§ Directions for this task
Reproduce verbatim the records from the line containing "Target | cabin window" through the end of the records.
:: Information shown ::
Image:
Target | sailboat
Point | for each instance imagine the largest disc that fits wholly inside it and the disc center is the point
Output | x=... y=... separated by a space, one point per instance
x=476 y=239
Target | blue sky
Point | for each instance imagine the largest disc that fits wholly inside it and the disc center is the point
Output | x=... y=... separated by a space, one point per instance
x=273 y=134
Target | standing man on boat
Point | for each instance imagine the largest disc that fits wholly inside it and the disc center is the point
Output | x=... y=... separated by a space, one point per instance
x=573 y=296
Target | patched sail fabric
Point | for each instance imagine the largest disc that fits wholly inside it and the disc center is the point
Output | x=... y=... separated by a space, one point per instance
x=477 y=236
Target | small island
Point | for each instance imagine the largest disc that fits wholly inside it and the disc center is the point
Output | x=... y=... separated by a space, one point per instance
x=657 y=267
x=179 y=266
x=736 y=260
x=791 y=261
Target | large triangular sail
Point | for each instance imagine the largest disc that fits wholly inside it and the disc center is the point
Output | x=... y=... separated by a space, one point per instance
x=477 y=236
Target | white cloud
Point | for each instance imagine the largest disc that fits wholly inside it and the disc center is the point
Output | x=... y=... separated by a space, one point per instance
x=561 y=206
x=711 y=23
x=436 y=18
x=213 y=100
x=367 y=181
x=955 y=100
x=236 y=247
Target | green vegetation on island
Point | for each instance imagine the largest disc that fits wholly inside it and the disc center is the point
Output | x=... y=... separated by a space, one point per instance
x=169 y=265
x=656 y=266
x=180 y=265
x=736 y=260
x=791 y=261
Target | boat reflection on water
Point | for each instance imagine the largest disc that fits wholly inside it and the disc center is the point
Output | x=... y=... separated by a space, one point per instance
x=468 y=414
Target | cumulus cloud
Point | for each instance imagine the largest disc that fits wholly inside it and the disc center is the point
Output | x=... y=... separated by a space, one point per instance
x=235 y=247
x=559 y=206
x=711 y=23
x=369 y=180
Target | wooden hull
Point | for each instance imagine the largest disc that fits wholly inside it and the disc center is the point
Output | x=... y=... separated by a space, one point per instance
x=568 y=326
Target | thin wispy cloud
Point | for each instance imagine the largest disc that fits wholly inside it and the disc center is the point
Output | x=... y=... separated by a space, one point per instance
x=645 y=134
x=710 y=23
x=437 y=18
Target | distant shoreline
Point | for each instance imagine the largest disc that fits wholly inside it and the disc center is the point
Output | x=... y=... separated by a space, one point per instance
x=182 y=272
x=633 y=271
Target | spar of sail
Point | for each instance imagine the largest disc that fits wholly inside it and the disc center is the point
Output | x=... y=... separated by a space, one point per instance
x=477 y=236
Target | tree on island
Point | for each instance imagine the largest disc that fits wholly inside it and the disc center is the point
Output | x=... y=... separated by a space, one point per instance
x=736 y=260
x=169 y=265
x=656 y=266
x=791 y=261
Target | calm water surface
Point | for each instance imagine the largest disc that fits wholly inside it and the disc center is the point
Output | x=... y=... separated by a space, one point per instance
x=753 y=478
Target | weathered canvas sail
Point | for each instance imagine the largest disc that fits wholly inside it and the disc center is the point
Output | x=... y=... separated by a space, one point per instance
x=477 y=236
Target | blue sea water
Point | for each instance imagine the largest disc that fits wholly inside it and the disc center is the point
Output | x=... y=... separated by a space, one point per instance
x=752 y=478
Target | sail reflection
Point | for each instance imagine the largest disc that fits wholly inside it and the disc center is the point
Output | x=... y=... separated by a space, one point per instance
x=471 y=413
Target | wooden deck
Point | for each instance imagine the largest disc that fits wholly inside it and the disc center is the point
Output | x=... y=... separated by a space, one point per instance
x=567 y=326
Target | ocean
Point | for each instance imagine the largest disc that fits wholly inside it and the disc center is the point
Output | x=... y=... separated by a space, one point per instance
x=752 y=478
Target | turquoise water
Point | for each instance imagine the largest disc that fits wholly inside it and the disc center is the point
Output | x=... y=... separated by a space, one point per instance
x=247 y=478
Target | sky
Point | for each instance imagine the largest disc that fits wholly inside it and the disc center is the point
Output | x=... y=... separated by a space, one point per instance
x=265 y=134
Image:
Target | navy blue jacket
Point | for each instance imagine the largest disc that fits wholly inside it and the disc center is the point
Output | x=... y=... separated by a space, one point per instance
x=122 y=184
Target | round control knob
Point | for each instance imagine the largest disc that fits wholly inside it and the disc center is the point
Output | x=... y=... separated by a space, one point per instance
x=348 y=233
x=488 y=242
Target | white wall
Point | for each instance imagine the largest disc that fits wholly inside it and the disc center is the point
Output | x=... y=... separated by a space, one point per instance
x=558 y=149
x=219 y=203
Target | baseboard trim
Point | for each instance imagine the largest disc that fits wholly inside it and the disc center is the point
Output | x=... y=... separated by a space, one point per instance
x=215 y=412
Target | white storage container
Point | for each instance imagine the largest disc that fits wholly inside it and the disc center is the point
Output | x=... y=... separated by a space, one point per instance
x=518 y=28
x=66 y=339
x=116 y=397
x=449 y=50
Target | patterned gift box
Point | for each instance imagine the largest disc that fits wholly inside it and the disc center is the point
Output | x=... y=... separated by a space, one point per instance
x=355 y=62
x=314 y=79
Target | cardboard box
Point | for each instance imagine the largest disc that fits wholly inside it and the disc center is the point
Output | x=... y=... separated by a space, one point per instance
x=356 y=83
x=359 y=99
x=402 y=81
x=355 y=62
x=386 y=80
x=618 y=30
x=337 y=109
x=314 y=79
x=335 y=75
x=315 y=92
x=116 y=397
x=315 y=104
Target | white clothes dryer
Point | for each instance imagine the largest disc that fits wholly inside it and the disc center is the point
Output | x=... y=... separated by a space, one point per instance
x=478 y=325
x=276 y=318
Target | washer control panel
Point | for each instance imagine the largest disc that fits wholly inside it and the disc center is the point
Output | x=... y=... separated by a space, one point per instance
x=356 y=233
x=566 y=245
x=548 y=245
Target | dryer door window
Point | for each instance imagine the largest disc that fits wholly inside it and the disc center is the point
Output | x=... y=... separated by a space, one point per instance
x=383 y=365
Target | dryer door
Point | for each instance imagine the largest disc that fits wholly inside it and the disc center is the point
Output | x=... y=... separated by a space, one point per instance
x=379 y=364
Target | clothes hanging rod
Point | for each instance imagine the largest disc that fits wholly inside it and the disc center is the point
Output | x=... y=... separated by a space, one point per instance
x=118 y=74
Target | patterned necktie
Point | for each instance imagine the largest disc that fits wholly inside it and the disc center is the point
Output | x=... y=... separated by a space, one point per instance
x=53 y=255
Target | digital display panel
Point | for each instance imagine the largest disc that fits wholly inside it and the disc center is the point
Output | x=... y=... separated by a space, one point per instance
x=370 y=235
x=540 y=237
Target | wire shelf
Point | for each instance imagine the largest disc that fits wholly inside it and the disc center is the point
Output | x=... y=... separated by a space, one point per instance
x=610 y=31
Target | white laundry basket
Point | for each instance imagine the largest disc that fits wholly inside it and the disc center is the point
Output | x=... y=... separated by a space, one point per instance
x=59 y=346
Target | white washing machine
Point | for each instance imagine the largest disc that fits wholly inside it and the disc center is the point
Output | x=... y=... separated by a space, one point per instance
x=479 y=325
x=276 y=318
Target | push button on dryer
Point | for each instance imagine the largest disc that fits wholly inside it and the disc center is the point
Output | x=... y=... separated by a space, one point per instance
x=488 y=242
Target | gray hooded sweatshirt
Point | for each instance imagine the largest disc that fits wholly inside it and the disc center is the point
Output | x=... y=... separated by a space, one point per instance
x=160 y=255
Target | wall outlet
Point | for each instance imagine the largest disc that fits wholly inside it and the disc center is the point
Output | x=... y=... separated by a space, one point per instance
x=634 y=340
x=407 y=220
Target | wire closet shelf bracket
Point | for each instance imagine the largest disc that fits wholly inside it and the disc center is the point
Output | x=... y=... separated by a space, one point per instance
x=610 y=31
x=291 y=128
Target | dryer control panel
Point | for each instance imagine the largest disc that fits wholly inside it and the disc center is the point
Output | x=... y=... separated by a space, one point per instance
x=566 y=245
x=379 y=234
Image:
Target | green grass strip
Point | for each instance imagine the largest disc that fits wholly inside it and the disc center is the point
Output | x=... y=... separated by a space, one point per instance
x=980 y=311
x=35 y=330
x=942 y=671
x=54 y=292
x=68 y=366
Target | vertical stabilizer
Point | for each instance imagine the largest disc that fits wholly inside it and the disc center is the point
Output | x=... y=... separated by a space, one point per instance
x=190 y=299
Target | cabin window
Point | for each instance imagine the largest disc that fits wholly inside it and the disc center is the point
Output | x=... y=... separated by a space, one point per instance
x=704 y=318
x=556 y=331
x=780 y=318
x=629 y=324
:::
§ Problem solution
Target | cabin window
Point | for each instance imagine the largest disc that fits wholly inside it and the disc center is the point
Output | x=... y=... separated by a space, one point per instance
x=704 y=318
x=556 y=331
x=780 y=318
x=629 y=324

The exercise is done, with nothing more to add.